Source data:

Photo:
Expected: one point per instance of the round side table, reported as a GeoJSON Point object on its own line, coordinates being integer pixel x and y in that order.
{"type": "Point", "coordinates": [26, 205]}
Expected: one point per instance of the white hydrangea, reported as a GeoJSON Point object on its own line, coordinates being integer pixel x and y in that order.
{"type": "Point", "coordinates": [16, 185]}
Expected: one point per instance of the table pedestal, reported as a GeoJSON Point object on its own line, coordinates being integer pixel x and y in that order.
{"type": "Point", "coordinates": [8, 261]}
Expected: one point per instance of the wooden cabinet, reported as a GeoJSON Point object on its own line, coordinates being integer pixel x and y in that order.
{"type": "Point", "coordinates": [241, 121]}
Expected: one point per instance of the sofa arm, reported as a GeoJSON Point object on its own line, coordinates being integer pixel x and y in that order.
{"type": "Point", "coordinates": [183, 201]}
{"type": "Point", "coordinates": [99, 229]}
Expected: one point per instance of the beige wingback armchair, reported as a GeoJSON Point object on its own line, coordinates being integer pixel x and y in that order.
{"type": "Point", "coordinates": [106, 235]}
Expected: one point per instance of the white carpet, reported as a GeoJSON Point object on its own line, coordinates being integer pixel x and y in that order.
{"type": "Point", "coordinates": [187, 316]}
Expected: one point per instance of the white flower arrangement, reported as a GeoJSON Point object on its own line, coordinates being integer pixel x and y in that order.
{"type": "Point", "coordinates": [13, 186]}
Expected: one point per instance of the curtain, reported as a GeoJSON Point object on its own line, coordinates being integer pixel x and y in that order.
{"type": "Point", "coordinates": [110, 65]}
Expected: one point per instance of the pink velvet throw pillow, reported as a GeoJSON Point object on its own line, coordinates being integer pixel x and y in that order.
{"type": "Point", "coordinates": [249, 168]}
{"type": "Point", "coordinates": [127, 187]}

Assignment: The response has to match the data exactly, line for line.

Result:
Photo:
Expected: one point per instance of the round side table, reported as a GeoJSON Point object on its own line, coordinates being integer pixel x and y in that order.
{"type": "Point", "coordinates": [26, 205]}
Expected: one point per instance of the white hydrangea, reported as a GeoJSON Point object on its own line, coordinates being integer pixel x and y in that order.
{"type": "Point", "coordinates": [16, 185]}
Expected: one point per instance of the table pedestal, reported as a GeoJSON Point object on its own line, coordinates being integer pixel x and y in that order.
{"type": "Point", "coordinates": [8, 261]}
Expected: one point per instance of the wooden cabinet, reported as a GeoJSON Point object on its own line, coordinates being integer pixel x and y in that order.
{"type": "Point", "coordinates": [241, 121]}
Expected: one point per instance of the sofa arm, reported as a GeoJSON Point object on its own line, coordinates being integer pixel x and y in that order.
{"type": "Point", "coordinates": [183, 201]}
{"type": "Point", "coordinates": [99, 229]}
Expected: one point per instance of the beige wingback armchair, reported as a GeoJSON Point object on its own line, coordinates being integer pixel x and y in that order.
{"type": "Point", "coordinates": [106, 235]}
Expected: one point per instance of the white carpet, reported as a GeoJSON Point object on its own line, coordinates being integer pixel x and y in that order.
{"type": "Point", "coordinates": [187, 316]}
Expected: one point per instance of the white flower arrangement, reported as a GeoJSON Point object on its own line, coordinates being integer pixel x and y in that order.
{"type": "Point", "coordinates": [13, 186]}
Expected: one point per instance of the curtain, reported as a GeoJSON Point object on its own line, coordinates being integer pixel x and y in that order.
{"type": "Point", "coordinates": [110, 65]}
Expected: one point per instance of the pink velvet throw pillow, reported as a GeoJSON Point object on its own line, coordinates being integer pixel x and y in that order.
{"type": "Point", "coordinates": [249, 168]}
{"type": "Point", "coordinates": [127, 187]}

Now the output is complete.